Task goal:
Locate each line in the rows below that contains the word "front", and copy those lines in full. Case counts.
* START *
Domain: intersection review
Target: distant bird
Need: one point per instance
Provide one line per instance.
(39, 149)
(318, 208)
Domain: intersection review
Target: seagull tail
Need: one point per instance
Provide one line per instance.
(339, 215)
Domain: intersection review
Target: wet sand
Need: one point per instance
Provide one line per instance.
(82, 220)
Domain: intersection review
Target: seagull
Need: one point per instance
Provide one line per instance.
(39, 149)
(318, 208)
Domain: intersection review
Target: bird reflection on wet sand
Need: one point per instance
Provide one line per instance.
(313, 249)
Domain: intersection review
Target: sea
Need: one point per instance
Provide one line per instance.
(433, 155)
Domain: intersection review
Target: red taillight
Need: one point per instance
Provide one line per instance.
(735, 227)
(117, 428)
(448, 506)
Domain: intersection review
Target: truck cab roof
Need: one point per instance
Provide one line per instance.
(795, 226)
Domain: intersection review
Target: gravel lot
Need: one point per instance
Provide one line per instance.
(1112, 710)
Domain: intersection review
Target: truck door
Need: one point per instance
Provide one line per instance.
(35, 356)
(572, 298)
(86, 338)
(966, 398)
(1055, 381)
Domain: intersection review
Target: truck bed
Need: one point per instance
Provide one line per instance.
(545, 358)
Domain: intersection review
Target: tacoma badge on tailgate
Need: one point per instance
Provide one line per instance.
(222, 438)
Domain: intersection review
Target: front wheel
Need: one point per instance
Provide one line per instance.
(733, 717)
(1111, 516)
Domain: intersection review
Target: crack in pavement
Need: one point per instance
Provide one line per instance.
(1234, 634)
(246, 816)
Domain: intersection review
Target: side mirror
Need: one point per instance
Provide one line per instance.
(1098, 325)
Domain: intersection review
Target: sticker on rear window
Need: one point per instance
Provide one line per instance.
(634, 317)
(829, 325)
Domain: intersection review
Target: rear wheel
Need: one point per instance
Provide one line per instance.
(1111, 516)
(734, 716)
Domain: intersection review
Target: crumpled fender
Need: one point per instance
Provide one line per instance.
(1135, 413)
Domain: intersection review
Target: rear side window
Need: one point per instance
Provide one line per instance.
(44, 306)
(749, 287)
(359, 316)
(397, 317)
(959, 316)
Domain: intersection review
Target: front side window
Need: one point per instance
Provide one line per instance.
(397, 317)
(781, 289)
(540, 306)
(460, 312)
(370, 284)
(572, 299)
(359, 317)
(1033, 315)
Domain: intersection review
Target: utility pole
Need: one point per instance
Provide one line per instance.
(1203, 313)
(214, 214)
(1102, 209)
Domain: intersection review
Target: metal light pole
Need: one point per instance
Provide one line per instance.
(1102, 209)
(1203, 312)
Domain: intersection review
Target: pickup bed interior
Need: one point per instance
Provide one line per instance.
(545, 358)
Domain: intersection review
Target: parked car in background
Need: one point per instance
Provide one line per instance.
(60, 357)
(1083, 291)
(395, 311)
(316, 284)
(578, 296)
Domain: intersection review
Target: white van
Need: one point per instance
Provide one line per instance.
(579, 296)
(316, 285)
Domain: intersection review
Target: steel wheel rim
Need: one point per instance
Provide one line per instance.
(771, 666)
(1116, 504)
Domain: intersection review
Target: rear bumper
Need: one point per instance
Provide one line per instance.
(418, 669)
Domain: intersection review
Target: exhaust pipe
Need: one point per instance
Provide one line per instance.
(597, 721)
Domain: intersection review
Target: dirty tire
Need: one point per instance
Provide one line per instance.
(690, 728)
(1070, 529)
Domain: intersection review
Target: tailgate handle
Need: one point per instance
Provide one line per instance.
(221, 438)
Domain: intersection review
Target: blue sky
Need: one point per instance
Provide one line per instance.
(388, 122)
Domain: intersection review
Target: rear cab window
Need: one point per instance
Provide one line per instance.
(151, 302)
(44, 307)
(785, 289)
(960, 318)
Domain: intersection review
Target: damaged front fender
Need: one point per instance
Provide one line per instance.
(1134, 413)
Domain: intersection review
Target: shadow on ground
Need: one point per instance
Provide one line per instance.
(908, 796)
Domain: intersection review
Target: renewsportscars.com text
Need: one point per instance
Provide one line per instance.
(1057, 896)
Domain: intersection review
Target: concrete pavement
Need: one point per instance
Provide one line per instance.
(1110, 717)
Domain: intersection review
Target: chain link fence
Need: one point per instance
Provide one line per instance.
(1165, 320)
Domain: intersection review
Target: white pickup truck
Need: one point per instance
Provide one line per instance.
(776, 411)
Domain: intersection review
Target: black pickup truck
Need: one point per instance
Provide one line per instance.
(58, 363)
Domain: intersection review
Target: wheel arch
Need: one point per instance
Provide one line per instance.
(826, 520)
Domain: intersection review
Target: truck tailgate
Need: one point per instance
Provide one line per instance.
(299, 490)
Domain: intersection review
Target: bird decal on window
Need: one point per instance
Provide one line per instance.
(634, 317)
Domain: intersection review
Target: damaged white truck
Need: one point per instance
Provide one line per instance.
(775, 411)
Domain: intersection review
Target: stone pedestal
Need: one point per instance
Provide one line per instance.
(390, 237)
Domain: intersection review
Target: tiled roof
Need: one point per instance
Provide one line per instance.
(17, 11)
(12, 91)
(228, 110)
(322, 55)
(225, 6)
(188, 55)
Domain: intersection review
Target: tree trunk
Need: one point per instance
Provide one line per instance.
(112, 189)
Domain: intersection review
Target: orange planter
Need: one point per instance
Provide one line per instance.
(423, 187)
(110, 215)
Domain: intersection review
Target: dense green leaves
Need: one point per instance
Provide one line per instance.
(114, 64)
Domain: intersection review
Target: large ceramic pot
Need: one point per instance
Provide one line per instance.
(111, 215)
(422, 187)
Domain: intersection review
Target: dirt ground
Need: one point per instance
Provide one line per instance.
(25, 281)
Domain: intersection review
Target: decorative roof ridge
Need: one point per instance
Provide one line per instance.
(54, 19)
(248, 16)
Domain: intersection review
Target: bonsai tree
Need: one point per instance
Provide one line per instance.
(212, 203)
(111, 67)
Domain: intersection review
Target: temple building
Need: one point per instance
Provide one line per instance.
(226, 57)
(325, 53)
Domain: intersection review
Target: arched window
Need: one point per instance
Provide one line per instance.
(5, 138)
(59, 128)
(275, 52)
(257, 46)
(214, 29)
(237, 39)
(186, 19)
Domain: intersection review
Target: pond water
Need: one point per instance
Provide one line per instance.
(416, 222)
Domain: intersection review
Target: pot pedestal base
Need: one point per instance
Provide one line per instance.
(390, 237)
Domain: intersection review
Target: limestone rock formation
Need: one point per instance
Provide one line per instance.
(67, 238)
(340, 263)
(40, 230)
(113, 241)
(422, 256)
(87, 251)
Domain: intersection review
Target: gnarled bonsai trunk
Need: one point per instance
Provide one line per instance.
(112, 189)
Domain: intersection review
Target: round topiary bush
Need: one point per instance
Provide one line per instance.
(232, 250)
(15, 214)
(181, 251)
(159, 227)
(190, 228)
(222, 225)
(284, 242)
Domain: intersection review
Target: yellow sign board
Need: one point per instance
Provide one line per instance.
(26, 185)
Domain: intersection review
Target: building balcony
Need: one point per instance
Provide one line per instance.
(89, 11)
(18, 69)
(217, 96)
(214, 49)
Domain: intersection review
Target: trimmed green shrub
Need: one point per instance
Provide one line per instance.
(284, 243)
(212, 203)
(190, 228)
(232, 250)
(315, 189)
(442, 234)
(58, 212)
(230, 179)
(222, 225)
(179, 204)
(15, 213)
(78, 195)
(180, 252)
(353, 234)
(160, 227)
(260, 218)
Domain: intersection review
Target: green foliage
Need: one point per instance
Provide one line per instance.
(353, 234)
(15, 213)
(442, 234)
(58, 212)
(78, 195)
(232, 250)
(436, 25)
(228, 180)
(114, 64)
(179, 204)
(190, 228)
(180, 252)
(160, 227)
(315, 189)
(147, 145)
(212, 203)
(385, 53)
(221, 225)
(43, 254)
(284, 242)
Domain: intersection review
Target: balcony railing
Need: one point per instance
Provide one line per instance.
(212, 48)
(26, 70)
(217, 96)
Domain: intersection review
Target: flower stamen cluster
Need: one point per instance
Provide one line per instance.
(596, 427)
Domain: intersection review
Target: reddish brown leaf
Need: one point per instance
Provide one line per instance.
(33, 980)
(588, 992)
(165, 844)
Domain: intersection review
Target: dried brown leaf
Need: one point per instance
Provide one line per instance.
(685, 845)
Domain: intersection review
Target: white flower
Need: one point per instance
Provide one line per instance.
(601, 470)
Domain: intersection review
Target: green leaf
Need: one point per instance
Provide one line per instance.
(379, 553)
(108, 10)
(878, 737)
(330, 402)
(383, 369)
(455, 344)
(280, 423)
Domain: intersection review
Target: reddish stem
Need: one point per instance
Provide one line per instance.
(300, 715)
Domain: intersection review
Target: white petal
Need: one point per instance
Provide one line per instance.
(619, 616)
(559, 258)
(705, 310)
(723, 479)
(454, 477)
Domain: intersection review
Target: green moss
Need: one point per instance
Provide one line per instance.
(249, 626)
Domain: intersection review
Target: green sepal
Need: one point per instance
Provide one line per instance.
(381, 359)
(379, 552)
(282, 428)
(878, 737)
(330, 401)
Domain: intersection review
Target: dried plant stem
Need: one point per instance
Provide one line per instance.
* END *
Output below:
Target: front wheel
Target: front side window
Target: damaged front fender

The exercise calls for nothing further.